* begin Record extracts *

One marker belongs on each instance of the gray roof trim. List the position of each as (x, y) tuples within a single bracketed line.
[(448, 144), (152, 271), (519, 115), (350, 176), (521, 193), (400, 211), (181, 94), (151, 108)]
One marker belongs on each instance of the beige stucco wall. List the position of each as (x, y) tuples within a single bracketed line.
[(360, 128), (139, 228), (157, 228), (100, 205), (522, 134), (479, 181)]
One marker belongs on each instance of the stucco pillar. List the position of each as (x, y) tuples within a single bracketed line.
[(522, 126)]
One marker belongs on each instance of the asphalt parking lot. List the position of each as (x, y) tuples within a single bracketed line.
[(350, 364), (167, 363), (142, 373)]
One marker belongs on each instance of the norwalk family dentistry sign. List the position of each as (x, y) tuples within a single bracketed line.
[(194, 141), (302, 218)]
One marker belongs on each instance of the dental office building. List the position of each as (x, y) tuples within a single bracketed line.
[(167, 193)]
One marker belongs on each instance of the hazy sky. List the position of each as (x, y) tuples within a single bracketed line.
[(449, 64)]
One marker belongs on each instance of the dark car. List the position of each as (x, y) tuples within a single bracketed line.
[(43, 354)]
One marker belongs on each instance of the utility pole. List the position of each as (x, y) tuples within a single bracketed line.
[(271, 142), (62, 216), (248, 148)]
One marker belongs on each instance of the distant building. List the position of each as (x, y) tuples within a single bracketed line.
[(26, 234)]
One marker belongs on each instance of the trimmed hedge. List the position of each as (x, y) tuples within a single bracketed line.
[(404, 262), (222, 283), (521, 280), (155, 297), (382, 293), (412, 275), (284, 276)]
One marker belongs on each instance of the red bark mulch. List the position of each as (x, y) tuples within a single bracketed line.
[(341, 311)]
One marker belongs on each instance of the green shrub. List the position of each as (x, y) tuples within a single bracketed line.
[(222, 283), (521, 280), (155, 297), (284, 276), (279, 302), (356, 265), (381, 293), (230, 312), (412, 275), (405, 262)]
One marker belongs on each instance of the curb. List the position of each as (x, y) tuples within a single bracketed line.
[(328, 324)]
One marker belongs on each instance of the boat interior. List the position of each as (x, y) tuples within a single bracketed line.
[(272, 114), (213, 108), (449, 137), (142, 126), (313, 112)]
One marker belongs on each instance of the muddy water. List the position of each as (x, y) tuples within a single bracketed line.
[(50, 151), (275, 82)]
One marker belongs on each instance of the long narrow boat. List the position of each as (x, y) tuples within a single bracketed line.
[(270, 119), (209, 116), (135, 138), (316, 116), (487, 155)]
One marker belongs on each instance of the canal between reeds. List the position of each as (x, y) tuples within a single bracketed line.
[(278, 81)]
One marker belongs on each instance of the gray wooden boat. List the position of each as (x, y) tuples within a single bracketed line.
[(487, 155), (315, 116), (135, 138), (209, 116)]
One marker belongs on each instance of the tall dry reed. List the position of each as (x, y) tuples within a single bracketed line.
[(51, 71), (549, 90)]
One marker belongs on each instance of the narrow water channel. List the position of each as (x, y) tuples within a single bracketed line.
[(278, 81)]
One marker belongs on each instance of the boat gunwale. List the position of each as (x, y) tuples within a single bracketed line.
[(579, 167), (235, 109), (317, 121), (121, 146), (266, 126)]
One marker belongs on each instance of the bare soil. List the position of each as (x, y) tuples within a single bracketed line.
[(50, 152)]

* end Record extracts *

Stated problem =>
Edit all the items above by replacing "bracketed line" with "bracketed list" wherever it occurs, leaving every other word unchanged.

Solved exercise =>
One marker belongs on each instance of the gray roof trim. List the position of each as (x, y) tuples within a single bracketed list.
[(448, 144), (152, 271), (519, 115), (350, 176), (521, 193), (400, 211), (181, 94), (151, 108)]
One marker belongs on each instance of the beige stucco wall. List the position of each as (x, y) tuples within a single bracketed list.
[(360, 128), (139, 228), (157, 228), (100, 205), (522, 134), (479, 181)]
One marker belongs on each instance of the stucco pillar. List the position of each as (x, y) tuples within a single bracketed list.
[(522, 126)]
One marker belongs on each instance of the asphalt parking lot. List the position of each as (x, y) tuples within a single bracketed list.
[(350, 364), (167, 363), (142, 373)]
One marker belongs on each instance of the norwalk family dentistry sign. List the position of each as (x, y) tuples within a single bracketed list.
[(194, 141), (302, 218)]
One marker belongs on each instance of the dental office building. List the position of each as (x, y) tuples within a single bracketed list.
[(167, 193)]
One marker belongs on each instance of the hazy sky. List the position of each as (x, y) tuples within a single bracketed list.
[(449, 64)]
One marker belongs on each instance of the dark car. List the position of each as (x, y) tuples within a single bracketed list.
[(43, 354)]
One marker belongs on each instance of the utility pole. List the position of each as (x, y) tuples within a single bracketed list.
[(271, 142), (62, 216), (248, 148)]
One marker belongs on each instance of the distant building. List the position of each as (x, y) tuples within a single bracketed list.
[(26, 234)]
One marker belongs on each instance of the trimmed hedge. List the position of each as (x, y) tuples within a single bracketed list.
[(404, 262), (222, 283), (521, 280), (155, 297), (382, 293), (412, 275), (284, 276)]
One marker belongs on each instance of the red bark mulch. List the position of each as (x, y) tuples within a single bracketed list.
[(341, 311)]
One marker belongs on each instance of the green shrub. List the position of each as (x, y) tuples within a single bracketed list.
[(222, 283), (521, 280), (155, 297), (284, 276), (279, 302), (356, 265), (381, 293), (230, 312), (412, 275), (405, 262)]
One marker belongs on each instance of the curb. List the position of each as (x, y) tuples within a single bracketed list.
[(328, 324)]
One marker belongs on each instance of the boat interior. List the position of each as (x, y) tuples within a single bracketed list.
[(272, 114), (213, 108), (449, 137), (142, 126), (313, 112)]
One marker belongs on each instance of the muddy water. List the position of each as (x, y) tuples within a single bracketed list.
[(50, 151), (275, 82)]
One marker belongs on each instance of the long narrow boat. List the position of each as (x, y) tuples within a single bracketed list.
[(270, 119), (209, 116), (135, 138), (316, 116), (487, 155)]
One marker belongs on each instance of the canal between reeds. List the position of each as (x, y) tuples within a single bracketed list.
[(278, 81)]
One marker belongs on each instance of the gray wooden boat. List the position of each as (x, y) tuples within a single bracketed list.
[(487, 155), (315, 116), (135, 138), (209, 116)]
One marker belongs on each instance of the tall dry reed. List the position of each as (x, y) tuples within a single bracketed list.
[(51, 71), (549, 90)]
One marker belongs on each instance of the narrow water channel. List the position of each as (x, y) tuples within a single bracketed list.
[(278, 81)]
One marker belongs on each instance of the boat gunwale. List the position of each as (x, y) tuples within a single bracketed list.
[(579, 167), (235, 109), (317, 121), (121, 146), (266, 126)]
One marker belongs on each instance of the bare soil. List the position of each as (x, y) tuples within a single bracketed list.
[(50, 152)]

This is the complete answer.